**Seitentext:**
Emsisoft Anti-Malware ist auch immer einen Geheimtipp wert.


----------



## ΔΣΛ (24. September 2014)

*AW: Empfehlenswerter/"Bester" - Virenschutz für Gamer?*

Dieser Link dürfte dich interessieren : AV-TEST | Win XP, 7 & 8.1: Internet-Security-Suiten für *6 Monate im Dauertest*
Im folgenden Link wird unter verschiedenen Betriebssystemen getestet, der aktuellste Test wurde unter WinXP im Juni gemacht : AV-TEST | Rootpage | Vergleichstests (nächster Test wieder unter Win7)
Der erste Link ist ein Langzeittest, der Zweite Link zeigt aktuellere Tests, man sieht bei beiden Links das sich die Leistungen relativ schnell verändern können.
Empfehlungen sind schön und gut, aber jede Software daraus hat stärken und schwächen die sich mit der Zeit verändern, daher halte ich wenig von ThomasGoe69's Auflistung, sind nur persönliche Erfahrungen verteilt auf einem längeren Zeitraum, viele Negativwertungen bzw Ansichten werden unlogischer weise automatisch auf folgende Versionen weiter vererbt ob sie stimmen oder nicht.
Mein bester Rat an dich, entscheide selbst, lasse dich nicht nicht von Nutzern beeinflussen und ließ dir die Tests durch.


----------



## dmxcom (2. Oktober 2014)

*AW: Empfehlenswerter/"Bester" - Virenschutz für Gamer?*

Habe nach mehreren Empfehlungen das 360 Security getestet und bin damit mehr als Zufrieden.
Hatte vorher Kaspersky,GData, FSecure, MS Defender etc getestet - jedoch war keines so Zufriedenstellend wie das.
Kein Wunder das es so gut abgeschnitten hat im Test und das sogar als Freeware 

360 Internet Security


----------



## Amon (2. Oktober 2014)

*AW: Empfehlenswerter/"Bester" - Virenschutz für Gamer?*



Colonel Faulkner schrieb:


> Emsisoft Anti-Malware ist auch immer einen Geheimtipp wert.


Meiner Meinung nach das beste am Markt zur Zeit. Hab ich auch am laufen.


----------



## CiD (6. November 2014)

*AW: Empfehlenswerter/"Bester" - Virenschutz für Gamer?*



dmxcom schrieb:


> Habe nach mehreren Empfehlungen das 360 Security getestet und bin damit mehr als Zufrieden.
> Hatte vorher Kaspersky,GData, FSecure, MS Defender etc getestet - jedoch war keines so Zufriedenstellend wie das.
> Kein Wunder das es so gut abgeschnitten hat im Test und das sogar als Freeware
> 
> 360 Internet Security


Ich benutze das Teil jetzt gute 3 Monate unter Win8.1 und neige stark dazu es zu deinstallieren!

**Dateneinträge:**
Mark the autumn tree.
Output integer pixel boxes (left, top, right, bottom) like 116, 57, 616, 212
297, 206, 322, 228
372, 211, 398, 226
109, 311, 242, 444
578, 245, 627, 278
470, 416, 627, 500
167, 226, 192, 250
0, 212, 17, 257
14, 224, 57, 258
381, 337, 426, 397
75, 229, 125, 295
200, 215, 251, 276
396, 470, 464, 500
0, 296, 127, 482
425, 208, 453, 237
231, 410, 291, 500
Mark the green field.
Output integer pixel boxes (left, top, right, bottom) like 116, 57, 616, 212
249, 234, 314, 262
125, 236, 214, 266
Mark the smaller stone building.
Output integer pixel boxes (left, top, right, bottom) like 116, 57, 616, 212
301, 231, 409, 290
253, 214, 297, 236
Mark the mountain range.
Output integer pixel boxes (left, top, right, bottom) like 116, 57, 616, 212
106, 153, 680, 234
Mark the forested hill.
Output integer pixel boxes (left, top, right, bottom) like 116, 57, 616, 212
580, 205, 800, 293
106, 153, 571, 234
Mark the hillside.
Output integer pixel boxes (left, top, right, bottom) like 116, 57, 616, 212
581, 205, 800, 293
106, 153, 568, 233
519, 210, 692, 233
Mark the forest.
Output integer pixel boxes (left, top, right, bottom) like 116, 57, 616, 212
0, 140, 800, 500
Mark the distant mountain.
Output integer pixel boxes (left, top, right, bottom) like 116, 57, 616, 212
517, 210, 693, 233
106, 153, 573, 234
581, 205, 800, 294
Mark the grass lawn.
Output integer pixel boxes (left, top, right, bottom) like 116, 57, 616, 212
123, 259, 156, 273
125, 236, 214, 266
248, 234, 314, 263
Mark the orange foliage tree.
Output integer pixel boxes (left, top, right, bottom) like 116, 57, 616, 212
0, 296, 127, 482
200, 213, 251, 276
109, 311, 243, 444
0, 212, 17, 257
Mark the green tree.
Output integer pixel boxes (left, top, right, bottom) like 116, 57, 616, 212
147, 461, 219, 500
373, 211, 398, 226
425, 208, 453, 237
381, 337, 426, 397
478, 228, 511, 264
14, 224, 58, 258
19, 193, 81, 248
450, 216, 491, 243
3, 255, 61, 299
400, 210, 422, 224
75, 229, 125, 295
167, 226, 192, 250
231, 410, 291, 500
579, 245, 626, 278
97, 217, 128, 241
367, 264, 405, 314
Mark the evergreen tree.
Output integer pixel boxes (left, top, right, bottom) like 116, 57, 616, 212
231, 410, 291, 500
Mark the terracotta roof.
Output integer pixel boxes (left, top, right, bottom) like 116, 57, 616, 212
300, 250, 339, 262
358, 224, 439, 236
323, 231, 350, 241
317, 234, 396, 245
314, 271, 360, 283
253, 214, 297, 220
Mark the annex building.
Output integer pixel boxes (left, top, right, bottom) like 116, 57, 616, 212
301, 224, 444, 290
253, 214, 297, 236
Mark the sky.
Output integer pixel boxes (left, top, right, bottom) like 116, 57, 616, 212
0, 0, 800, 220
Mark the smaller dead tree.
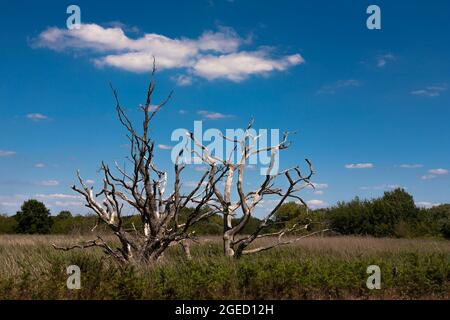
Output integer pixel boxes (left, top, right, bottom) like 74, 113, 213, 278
189, 120, 327, 258
54, 63, 224, 263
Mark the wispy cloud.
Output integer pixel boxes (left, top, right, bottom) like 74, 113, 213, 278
0, 150, 16, 158
197, 110, 233, 120
34, 193, 82, 200
39, 180, 59, 187
158, 144, 172, 150
171, 74, 193, 87
306, 199, 327, 207
411, 84, 447, 98
26, 113, 48, 121
376, 53, 396, 68
421, 168, 448, 180
32, 23, 304, 85
399, 163, 423, 169
317, 79, 361, 94
360, 184, 406, 190
415, 201, 440, 208
345, 162, 374, 169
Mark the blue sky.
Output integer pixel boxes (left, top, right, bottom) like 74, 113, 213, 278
0, 0, 450, 214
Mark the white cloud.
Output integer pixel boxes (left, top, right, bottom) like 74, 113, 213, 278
306, 199, 327, 207
27, 113, 48, 121
158, 144, 172, 150
421, 168, 448, 180
33, 23, 304, 85
0, 150, 16, 158
312, 182, 328, 190
34, 193, 81, 200
360, 184, 407, 190
345, 163, 374, 169
193, 51, 304, 82
197, 110, 233, 120
399, 163, 423, 169
411, 84, 447, 98
428, 168, 448, 175
317, 79, 361, 94
40, 180, 59, 187
376, 53, 396, 68
171, 74, 193, 87
415, 201, 440, 208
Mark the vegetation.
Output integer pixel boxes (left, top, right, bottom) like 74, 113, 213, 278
0, 235, 450, 299
326, 189, 450, 237
0, 189, 450, 239
14, 200, 53, 234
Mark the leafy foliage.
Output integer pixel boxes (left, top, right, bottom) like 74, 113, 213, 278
15, 199, 53, 234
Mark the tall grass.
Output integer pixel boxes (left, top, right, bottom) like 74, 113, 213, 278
0, 236, 450, 299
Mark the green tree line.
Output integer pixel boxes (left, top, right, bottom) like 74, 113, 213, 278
0, 189, 450, 238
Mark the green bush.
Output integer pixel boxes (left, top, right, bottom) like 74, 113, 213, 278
15, 199, 53, 234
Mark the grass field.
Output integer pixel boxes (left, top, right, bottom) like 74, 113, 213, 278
0, 235, 450, 299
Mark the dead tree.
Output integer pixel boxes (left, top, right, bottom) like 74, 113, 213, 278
54, 63, 223, 263
189, 120, 327, 258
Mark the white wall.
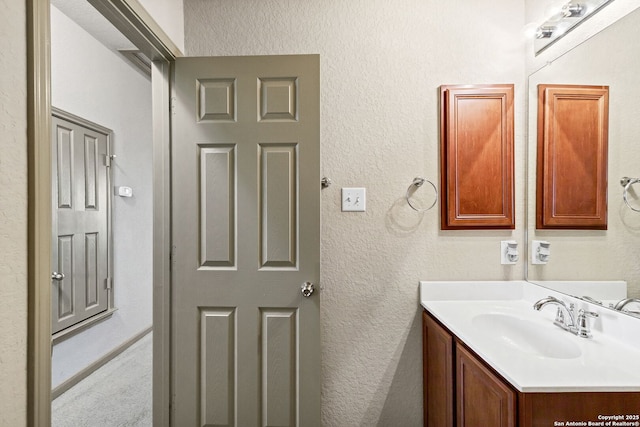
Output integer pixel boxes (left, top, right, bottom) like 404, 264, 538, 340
140, 0, 184, 52
0, 1, 27, 426
185, 0, 525, 426
51, 7, 152, 387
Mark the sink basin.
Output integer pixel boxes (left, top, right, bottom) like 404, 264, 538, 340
472, 313, 582, 359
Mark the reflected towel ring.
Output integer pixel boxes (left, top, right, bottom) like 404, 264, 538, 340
405, 177, 438, 212
620, 176, 640, 212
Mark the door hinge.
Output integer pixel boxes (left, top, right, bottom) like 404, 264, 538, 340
104, 154, 116, 168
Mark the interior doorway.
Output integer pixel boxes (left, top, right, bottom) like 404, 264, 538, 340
50, 0, 153, 426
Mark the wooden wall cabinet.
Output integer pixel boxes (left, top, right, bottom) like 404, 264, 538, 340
536, 85, 609, 230
422, 311, 640, 427
440, 84, 515, 230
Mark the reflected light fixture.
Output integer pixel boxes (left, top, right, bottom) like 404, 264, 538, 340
536, 25, 556, 39
533, 0, 614, 55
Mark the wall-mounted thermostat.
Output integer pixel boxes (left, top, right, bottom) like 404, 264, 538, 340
116, 187, 133, 197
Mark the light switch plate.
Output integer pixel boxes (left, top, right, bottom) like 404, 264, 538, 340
342, 187, 367, 212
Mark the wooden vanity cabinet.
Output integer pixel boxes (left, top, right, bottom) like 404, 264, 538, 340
422, 311, 640, 427
422, 311, 454, 427
422, 311, 517, 427
456, 340, 517, 427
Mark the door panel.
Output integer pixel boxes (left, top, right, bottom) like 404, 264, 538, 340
172, 55, 320, 426
52, 110, 110, 334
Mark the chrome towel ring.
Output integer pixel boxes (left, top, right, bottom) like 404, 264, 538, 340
404, 177, 438, 212
620, 176, 640, 212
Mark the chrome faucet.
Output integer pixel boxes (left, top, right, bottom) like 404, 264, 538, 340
613, 298, 640, 311
533, 296, 598, 338
533, 297, 576, 331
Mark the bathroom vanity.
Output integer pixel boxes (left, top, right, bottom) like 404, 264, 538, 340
421, 281, 640, 427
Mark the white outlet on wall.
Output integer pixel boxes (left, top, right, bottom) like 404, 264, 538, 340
342, 187, 367, 212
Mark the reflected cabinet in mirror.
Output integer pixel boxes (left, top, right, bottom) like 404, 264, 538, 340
527, 9, 640, 311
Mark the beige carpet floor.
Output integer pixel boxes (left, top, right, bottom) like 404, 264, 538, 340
51, 333, 152, 427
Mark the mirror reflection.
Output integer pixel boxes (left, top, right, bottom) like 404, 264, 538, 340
527, 5, 640, 313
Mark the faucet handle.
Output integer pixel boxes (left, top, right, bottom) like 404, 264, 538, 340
576, 308, 599, 338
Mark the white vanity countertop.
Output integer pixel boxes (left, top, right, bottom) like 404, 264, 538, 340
420, 281, 640, 392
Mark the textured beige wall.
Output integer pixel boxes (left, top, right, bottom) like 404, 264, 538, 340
0, 0, 27, 426
185, 0, 524, 426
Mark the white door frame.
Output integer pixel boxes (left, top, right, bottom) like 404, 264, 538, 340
26, 0, 182, 427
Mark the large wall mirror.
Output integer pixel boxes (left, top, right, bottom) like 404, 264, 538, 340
527, 9, 640, 312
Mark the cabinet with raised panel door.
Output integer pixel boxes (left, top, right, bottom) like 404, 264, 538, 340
422, 311, 640, 427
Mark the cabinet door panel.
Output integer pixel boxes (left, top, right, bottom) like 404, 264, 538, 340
536, 85, 609, 230
456, 343, 516, 427
440, 85, 515, 230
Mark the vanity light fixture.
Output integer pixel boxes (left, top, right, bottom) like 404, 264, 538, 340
536, 25, 556, 39
533, 0, 613, 55
562, 3, 586, 18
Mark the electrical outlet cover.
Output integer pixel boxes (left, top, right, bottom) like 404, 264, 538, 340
342, 187, 367, 212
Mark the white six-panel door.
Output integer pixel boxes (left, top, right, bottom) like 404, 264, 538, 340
171, 55, 320, 427
51, 109, 111, 334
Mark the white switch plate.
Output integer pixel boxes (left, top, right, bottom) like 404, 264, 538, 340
500, 240, 519, 265
342, 187, 367, 212
531, 240, 551, 264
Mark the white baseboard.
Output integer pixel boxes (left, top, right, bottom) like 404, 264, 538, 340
51, 326, 153, 400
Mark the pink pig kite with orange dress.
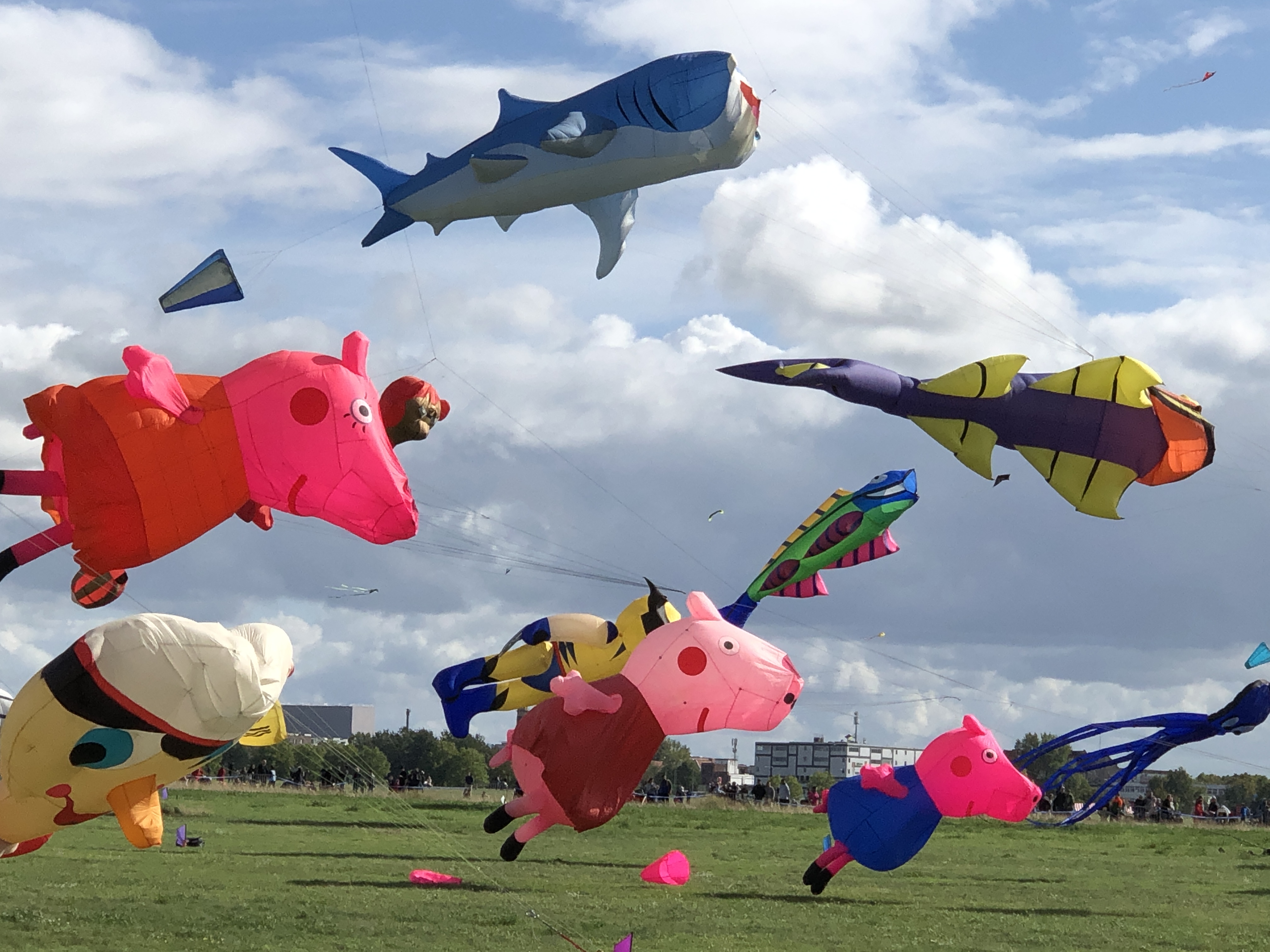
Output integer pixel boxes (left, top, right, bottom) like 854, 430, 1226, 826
0, 331, 449, 608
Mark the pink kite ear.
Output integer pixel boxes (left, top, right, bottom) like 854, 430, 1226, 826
339, 330, 371, 377
688, 592, 723, 622
961, 715, 988, 736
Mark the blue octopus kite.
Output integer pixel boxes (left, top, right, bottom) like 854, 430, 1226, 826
1015, 680, 1270, 826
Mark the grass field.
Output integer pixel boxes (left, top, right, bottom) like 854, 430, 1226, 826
0, 790, 1270, 952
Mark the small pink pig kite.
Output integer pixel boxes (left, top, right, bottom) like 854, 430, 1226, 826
803, 715, 1040, 895
485, 592, 803, 861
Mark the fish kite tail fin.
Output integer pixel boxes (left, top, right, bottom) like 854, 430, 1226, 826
719, 593, 758, 628
330, 146, 414, 247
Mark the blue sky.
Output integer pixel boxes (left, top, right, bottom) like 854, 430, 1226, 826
0, 0, 1270, 772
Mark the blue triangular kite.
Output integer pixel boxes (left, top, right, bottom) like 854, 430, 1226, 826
159, 249, 243, 314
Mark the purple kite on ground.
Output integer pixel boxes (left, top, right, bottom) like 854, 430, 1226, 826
720, 354, 1214, 519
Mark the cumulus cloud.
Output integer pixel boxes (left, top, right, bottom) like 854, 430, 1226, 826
1063, 126, 1270, 161
0, 5, 338, 206
0, 324, 76, 371
702, 157, 1077, 373
1186, 13, 1248, 56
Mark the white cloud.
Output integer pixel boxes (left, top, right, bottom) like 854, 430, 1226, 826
0, 5, 328, 206
415, 286, 842, 448
1186, 13, 1248, 56
0, 324, 79, 371
704, 157, 1076, 373
1062, 126, 1270, 161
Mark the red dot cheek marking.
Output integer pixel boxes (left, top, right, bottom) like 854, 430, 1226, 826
678, 645, 706, 677
291, 387, 330, 427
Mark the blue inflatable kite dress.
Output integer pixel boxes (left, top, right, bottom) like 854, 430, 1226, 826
828, 767, 942, 872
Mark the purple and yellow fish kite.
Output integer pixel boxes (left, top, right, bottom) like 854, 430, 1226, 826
720, 354, 1216, 519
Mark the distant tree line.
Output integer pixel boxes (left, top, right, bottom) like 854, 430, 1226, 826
203, 727, 513, 787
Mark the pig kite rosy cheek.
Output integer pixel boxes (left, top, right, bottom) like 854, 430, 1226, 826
0, 331, 449, 608
485, 592, 803, 861
803, 715, 1040, 895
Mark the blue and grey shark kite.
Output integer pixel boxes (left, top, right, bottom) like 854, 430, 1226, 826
330, 52, 758, 278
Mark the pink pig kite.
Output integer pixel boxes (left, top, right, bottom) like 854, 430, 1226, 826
0, 331, 449, 608
485, 592, 803, 861
803, 715, 1040, 895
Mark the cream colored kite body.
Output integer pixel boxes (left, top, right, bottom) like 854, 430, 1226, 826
0, 614, 292, 857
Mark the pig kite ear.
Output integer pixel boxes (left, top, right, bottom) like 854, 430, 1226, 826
339, 330, 371, 377
688, 592, 723, 622
961, 715, 988, 738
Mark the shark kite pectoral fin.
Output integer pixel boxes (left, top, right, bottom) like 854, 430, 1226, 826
574, 188, 639, 278
539, 112, 617, 159
106, 774, 163, 849
1015, 447, 1138, 519
908, 416, 1014, 480
1031, 357, 1163, 410
917, 354, 1027, 404
467, 155, 529, 185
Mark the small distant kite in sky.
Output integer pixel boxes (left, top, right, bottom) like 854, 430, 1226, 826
1164, 72, 1217, 93
326, 585, 379, 598
159, 249, 243, 314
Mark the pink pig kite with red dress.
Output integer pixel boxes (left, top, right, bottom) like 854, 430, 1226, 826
485, 592, 803, 861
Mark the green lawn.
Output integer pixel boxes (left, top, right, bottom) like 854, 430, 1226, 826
0, 791, 1270, 952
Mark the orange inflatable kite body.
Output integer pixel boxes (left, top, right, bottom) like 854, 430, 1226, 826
24, 373, 250, 572
0, 331, 449, 608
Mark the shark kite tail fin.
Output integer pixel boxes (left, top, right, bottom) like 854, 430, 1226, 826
330, 146, 414, 247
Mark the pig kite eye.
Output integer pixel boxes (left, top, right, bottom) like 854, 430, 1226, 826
70, 727, 132, 770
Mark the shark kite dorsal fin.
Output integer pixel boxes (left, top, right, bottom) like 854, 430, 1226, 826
917, 354, 1027, 396
494, 89, 554, 129
1031, 357, 1163, 410
574, 188, 639, 278
908, 416, 997, 480
1015, 445, 1138, 519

**Übungsaufgabe A:**
Welche Programme hatte dmxcom in der Forumsdiskussion über Sicherheitssoftware vor 360 Security getestet? Führe alle namentlich genannten auf.
**Übungsaufgabe B:**
Schreibe die Forumsdiskussion über Sicherheitssoftware bitte im Anschluss an ihren letzten Satz weiter.
Das Material ist eigenständig und gehört nicht zur Forumsdiskussion über Sicherheitssoftware.

**Schriftliche Antwort A:**
Kaspersky, GData, FSecure, MS Defender

**Schriftliche Antwort B:**
Nach jedem AV-Update (und die kommen täglich) bremst es sogut wie jede Aktion am System aus (öffnen von kleinen txt Dateien mit dem WinEditor oder Notepad++, öffnen des "Datei öffnen"-Dialogs aus verschiedenen Programmen heraus, das Starten des WindowsDateiExplorers....und noch mehr solcher trivialen Sachen...you name it!) bzw. blockiert das ganze System was teilweise zu Programmabstürzen inkl. nötigem reboot führt! Selbst bei Aktivitäten in Ausnahme-Verzeichnissen nörgelt das Teil rum! Wozu konfiguriert man Ausnahmen wenn diese dann doch ignoriert werden?
Dabei hab ich das AV auf mittlerer Stufe. Will mir nicht ausmalen was auf höchster Stufe passiert...kann man vermutlich nicht mal mehr die Maus bewegen ohne das jede Zeigerposition auf Malware überprüft wird....

Von der Erkennungsrate her bin ich auch völlig zufrieden auch wenn die ständigen Popups nerven, finde ich es besser gefragt zu werde was getan werden soll. Aber das der 360rp-Prozess nach 3 Monaten "Lernphase" beim kleinsten Anzeichen trivialer Aktionen so stark das System ausbremst, finde ich absolut !


----------



## TroaX (6. November 2014)

*AW: Empfehlenswerter/"Bester" - Virenschutz für Gamer?*

Also hier mal meine Erfahrungen mit den kostenlosen Tools

*Avira Antivir*
Viele Fehlalarme. Ständig nervende Popups.

*360 Internet Security*
Extrem viele Fehlalarme. Ich kann bestimmte Anwendungen damit nicht einmal richtig verwenden und wirklich komplett Abschalten lässt es sich auch nicht.

*Avast*
Erkennungsrate zu gering. Wir haben zur Virenentfernung oft Geräte mit Avast da. Das Sicherheitskonzept scheint zwar bei den AV-Test's einigermaßen zu funktionieren. Aber in der Realität tun sich die Dinger doch etwas schwerer.

*AVG*
Ohhhoo besonders böse bei einem Wechsel auf selbiges. Hat hier im Bekanntenkreis schon einigen Betriebssystemen den Garr ausgemacht. Ne danke das fasse ich selber nicht an.

Von den anderen habe ich bisher nicht viel mitbekommen. Liegt aber auch daran, das erstens die Verbreitung mau und zum zweiten ich mir meinen Schutz auch etwas kosten lasse.

Ich nutze momentan Kaspersky Pure 3.0 (Wenn Chip es schon günstig anbietet). Davor nutzte ich KIS (Kaspersky Internet Security). Bei beidem spürt man den Betrieb selbiger nicht. Die Konfiguration der Firewall ist richtig gut gelungen. Besonders gut finde ich auch die Begleitenden Maßnahmen für das Onlinebanking. Der Mailschutz für POP3, IMAP, SMTP etc, sind nützlich, wenn man mit Mail-Client's arbeitet. Der Leistungsumfang ist da schon enorm.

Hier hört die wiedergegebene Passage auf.